= Exercise aim =
Put the lines between the one holding "Tag each instance of the black pants" and the one holding "x=984, y=24", inclusive, into a Markdown table with the columns Row and Line. Number each line in Row and skip any blank lines.

── Material provided

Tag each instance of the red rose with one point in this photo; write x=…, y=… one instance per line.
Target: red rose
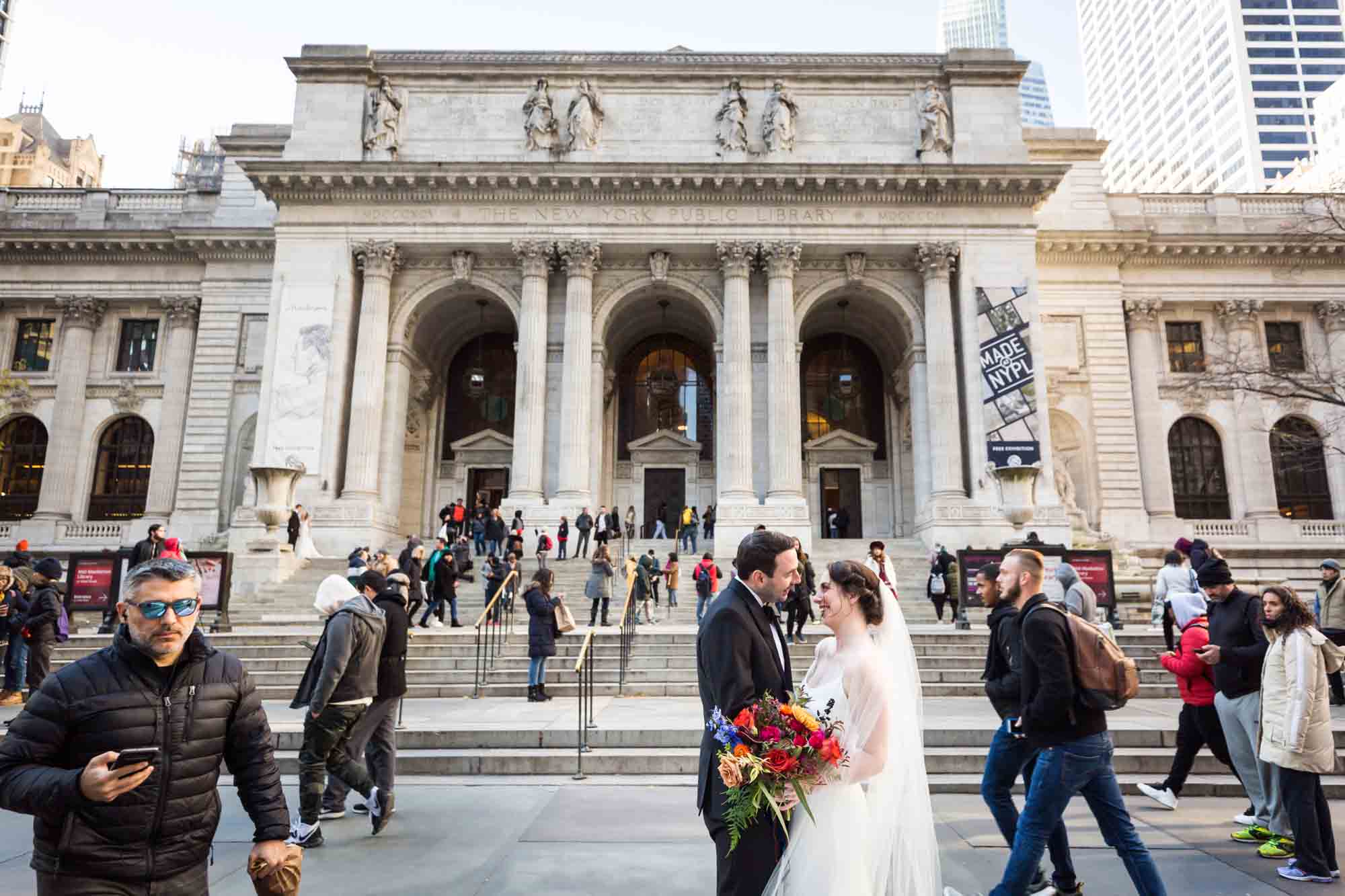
x=779, y=762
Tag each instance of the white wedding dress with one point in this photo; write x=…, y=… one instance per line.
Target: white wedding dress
x=305, y=546
x=875, y=827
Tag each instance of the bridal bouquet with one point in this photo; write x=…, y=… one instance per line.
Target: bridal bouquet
x=770, y=748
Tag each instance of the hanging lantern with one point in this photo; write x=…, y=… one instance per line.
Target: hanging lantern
x=475, y=377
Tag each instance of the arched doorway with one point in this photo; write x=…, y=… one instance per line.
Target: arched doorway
x=122, y=471
x=24, y=455
x=1196, y=454
x=1300, y=463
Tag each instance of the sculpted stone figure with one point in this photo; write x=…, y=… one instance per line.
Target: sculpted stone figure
x=935, y=122
x=540, y=126
x=383, y=120
x=781, y=120
x=586, y=118
x=731, y=122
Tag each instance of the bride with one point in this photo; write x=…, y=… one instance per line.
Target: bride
x=305, y=548
x=875, y=825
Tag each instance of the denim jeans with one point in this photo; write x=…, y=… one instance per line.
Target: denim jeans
x=1079, y=767
x=1011, y=756
x=17, y=663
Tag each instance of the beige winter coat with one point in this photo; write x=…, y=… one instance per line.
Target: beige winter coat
x=1296, y=724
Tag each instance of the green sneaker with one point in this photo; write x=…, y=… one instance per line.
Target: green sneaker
x=1277, y=848
x=1253, y=834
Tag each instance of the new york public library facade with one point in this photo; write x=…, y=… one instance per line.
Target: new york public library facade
x=767, y=283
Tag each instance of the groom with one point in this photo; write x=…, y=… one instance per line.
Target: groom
x=740, y=654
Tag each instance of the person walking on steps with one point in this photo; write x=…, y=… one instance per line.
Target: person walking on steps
x=1012, y=758
x=1296, y=725
x=1199, y=723
x=543, y=631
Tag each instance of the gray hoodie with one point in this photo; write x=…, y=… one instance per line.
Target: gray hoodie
x=345, y=665
x=1079, y=596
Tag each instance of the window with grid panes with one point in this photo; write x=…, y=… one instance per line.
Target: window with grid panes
x=1186, y=348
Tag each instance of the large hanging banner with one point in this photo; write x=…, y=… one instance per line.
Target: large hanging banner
x=1009, y=391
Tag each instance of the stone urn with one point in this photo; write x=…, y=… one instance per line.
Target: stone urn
x=276, y=498
x=1017, y=491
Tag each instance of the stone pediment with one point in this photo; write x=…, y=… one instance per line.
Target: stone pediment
x=664, y=440
x=484, y=440
x=841, y=440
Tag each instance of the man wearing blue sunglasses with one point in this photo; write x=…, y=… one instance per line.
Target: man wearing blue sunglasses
x=165, y=692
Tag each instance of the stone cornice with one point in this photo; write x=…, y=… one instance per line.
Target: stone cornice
x=396, y=182
x=1132, y=248
x=139, y=247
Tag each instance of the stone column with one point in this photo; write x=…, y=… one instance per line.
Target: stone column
x=392, y=447
x=80, y=318
x=1241, y=318
x=380, y=261
x=184, y=314
x=935, y=261
x=1332, y=314
x=734, y=459
x=529, y=413
x=919, y=385
x=782, y=357
x=576, y=475
x=1147, y=364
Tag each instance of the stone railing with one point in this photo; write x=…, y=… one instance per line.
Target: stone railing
x=1321, y=529
x=149, y=201
x=104, y=532
x=1222, y=529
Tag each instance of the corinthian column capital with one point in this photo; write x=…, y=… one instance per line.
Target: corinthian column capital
x=377, y=257
x=937, y=259
x=536, y=256
x=736, y=257
x=781, y=259
x=1143, y=314
x=81, y=311
x=580, y=257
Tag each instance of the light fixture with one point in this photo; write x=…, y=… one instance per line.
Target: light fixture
x=477, y=376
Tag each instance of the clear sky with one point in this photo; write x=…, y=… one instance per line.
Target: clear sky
x=139, y=76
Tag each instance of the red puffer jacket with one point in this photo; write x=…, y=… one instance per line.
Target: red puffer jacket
x=1194, y=677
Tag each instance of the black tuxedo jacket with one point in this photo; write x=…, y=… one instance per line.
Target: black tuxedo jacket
x=736, y=661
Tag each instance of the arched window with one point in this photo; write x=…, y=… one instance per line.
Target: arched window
x=843, y=389
x=122, y=478
x=1300, y=464
x=666, y=385
x=24, y=454
x=467, y=415
x=1196, y=454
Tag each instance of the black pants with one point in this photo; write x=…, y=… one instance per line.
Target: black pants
x=325, y=751
x=1311, y=817
x=40, y=662
x=1196, y=727
x=193, y=881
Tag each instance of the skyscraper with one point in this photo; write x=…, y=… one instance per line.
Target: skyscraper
x=6, y=30
x=1203, y=97
x=984, y=24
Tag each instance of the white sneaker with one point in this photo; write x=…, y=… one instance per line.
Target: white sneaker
x=1160, y=795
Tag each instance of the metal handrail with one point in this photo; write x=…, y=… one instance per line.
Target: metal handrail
x=492, y=643
x=584, y=678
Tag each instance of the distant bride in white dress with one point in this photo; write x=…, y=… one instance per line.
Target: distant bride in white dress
x=875, y=826
x=305, y=548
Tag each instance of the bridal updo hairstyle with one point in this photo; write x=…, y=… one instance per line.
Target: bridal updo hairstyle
x=863, y=583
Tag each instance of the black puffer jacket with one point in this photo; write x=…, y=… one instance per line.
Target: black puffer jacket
x=114, y=700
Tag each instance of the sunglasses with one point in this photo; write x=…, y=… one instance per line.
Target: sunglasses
x=157, y=608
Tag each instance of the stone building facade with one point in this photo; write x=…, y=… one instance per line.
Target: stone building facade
x=759, y=282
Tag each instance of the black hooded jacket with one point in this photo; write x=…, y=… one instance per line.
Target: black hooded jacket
x=116, y=700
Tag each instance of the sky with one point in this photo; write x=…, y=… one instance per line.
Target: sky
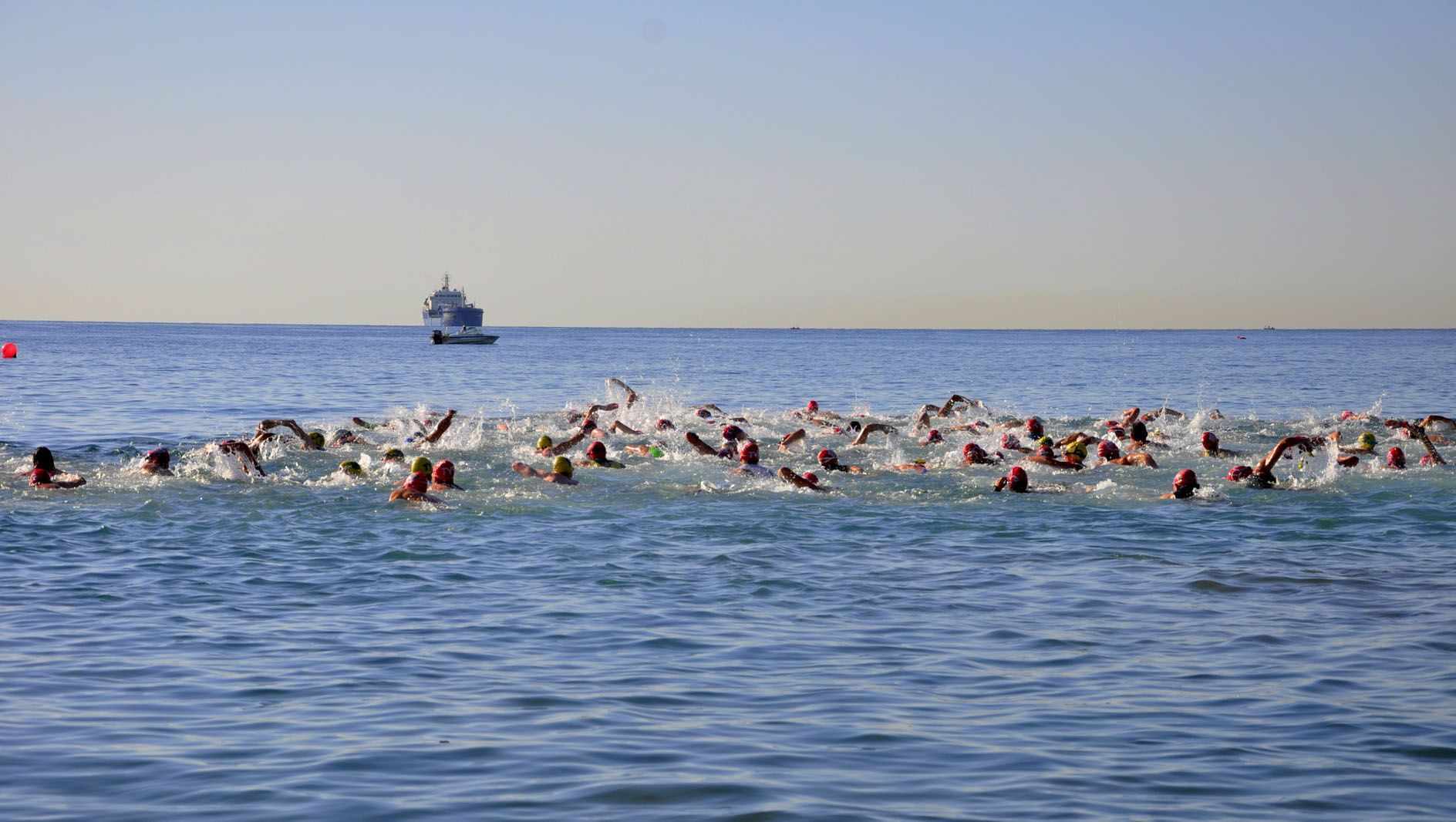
x=844, y=165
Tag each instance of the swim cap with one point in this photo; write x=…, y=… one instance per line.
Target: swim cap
x=1016, y=477
x=1239, y=473
x=749, y=453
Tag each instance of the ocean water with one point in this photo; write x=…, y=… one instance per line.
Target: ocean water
x=676, y=642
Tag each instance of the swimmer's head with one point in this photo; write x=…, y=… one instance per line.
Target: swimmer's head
x=1016, y=479
x=1239, y=473
x=1184, y=483
x=749, y=453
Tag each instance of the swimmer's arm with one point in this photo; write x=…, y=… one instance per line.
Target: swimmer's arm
x=791, y=438
x=442, y=428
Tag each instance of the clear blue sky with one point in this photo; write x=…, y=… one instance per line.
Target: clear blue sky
x=960, y=165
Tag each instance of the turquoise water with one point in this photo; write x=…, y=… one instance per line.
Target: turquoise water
x=673, y=642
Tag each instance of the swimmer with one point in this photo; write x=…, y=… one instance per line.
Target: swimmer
x=44, y=473
x=1185, y=482
x=632, y=396
x=414, y=489
x=598, y=457
x=443, y=476
x=749, y=460
x=1110, y=456
x=807, y=482
x=157, y=462
x=829, y=462
x=559, y=472
x=1015, y=480
x=1210, y=446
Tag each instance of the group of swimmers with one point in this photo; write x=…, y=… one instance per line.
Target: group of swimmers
x=1123, y=441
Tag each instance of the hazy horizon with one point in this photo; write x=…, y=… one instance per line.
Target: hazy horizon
x=652, y=165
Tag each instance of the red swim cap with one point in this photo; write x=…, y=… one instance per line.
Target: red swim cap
x=749, y=451
x=1016, y=477
x=1239, y=473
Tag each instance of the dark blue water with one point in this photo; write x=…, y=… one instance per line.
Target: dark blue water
x=673, y=642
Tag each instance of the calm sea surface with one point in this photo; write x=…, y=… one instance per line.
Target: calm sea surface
x=675, y=642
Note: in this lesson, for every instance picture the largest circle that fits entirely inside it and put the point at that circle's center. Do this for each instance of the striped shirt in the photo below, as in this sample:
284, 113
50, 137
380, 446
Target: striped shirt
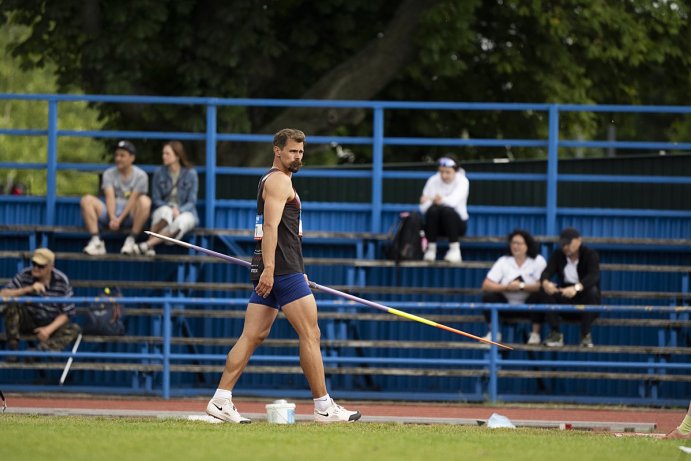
44, 313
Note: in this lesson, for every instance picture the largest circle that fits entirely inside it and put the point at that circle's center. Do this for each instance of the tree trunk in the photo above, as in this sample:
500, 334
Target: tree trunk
359, 78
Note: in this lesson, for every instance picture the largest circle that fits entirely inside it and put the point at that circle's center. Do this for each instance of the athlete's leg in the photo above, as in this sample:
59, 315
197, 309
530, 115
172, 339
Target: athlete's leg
258, 321
302, 315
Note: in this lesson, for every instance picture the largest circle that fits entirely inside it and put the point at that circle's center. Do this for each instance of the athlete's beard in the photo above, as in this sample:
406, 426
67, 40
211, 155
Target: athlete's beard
294, 167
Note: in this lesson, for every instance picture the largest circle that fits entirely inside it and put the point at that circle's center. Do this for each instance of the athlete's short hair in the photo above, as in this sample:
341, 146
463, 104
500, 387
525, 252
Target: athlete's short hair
282, 137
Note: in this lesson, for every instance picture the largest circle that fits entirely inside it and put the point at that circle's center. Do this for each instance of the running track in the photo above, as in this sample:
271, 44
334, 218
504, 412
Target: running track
664, 419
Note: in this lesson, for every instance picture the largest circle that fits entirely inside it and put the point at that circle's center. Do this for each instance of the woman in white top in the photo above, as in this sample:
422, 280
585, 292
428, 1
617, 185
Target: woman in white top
174, 194
444, 203
515, 279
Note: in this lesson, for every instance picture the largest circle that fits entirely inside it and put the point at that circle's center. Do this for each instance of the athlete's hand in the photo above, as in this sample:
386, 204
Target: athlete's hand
265, 284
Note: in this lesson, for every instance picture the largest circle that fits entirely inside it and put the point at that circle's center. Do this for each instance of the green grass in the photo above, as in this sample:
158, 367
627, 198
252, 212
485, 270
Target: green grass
75, 438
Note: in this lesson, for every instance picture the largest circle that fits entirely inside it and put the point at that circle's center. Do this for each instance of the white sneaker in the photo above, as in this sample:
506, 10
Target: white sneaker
534, 338
128, 248
430, 255
224, 410
453, 256
95, 247
336, 414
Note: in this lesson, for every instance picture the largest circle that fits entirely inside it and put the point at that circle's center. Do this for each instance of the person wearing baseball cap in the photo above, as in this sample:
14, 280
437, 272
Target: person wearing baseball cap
49, 321
444, 203
126, 205
577, 270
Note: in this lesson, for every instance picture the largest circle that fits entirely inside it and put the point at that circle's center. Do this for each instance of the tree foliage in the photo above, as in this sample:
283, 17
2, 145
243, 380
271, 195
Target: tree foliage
16, 114
562, 51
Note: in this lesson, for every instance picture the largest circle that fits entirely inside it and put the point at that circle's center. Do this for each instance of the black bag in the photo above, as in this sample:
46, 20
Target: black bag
406, 243
105, 318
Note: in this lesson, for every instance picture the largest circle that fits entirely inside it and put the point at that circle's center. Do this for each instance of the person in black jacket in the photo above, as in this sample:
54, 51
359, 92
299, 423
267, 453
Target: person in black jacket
577, 269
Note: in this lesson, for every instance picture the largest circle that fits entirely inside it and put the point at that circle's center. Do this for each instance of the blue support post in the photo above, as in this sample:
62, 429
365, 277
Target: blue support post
377, 168
552, 169
52, 162
167, 333
211, 135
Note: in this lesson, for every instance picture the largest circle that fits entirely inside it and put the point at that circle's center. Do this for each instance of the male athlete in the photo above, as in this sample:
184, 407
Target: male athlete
278, 275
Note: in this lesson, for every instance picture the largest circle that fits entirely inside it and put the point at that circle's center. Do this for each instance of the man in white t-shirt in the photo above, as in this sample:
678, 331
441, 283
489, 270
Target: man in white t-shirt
444, 203
515, 279
126, 204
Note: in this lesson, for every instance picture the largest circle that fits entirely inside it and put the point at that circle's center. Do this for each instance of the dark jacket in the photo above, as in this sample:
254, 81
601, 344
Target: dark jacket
588, 267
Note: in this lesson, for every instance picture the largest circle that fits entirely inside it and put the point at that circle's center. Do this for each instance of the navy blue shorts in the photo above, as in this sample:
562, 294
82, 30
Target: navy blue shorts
286, 289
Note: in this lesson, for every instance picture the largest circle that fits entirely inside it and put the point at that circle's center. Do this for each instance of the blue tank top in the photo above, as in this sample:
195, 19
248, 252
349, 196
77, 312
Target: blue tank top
289, 247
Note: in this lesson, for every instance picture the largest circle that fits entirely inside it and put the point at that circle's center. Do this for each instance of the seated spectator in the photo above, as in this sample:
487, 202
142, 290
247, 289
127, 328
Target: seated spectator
48, 321
515, 279
126, 204
577, 269
174, 194
444, 203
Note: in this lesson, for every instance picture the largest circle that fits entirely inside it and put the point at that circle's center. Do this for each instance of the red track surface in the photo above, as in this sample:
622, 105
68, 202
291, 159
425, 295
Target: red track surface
666, 420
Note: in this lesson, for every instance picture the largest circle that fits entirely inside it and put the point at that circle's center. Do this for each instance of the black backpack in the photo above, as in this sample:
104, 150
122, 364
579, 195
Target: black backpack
106, 318
406, 243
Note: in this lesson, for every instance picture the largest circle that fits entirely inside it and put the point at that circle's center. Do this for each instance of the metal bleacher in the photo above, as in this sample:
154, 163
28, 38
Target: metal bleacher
184, 310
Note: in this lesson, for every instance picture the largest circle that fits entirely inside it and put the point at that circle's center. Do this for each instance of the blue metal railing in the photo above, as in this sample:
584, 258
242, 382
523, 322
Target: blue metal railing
378, 141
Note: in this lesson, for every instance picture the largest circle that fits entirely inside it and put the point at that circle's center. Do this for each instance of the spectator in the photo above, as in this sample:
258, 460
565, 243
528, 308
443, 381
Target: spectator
174, 194
50, 322
683, 431
515, 279
577, 269
444, 203
126, 204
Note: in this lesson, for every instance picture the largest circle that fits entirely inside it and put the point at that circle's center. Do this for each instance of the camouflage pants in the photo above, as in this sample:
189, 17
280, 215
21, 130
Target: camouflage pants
18, 321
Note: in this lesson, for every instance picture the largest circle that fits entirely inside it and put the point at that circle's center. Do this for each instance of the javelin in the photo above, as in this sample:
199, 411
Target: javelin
326, 289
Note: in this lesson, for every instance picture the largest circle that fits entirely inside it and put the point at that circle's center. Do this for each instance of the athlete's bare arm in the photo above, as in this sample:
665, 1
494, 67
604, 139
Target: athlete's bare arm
278, 190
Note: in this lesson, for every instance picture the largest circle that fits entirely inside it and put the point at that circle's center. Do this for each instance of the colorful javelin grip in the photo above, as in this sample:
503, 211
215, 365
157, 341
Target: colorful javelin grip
325, 289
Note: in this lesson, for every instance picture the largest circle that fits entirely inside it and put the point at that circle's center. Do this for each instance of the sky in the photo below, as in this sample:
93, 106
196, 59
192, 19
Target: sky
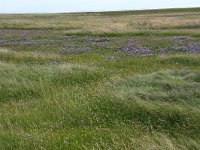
51, 6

────

= Answer to this task =
| Row | Line |
|---|---|
| 1 | Tag each instance of the black pants with one point in this photo; write x=…, y=… one instance per line. |
| 2 | Target: black pants |
| 3 | x=325, y=751 |
| 4 | x=1311, y=817 |
| 5 | x=40, y=662 |
| 6 | x=1196, y=727 |
| 7 | x=193, y=881 |
| 8 | Tag each instance of the skyscraper with one point in this photo; write x=…, y=… one instance per line. |
| 9 | Target: skyscraper |
| 10 | x=6, y=30 |
| 11 | x=1203, y=97 |
| 12 | x=984, y=24 |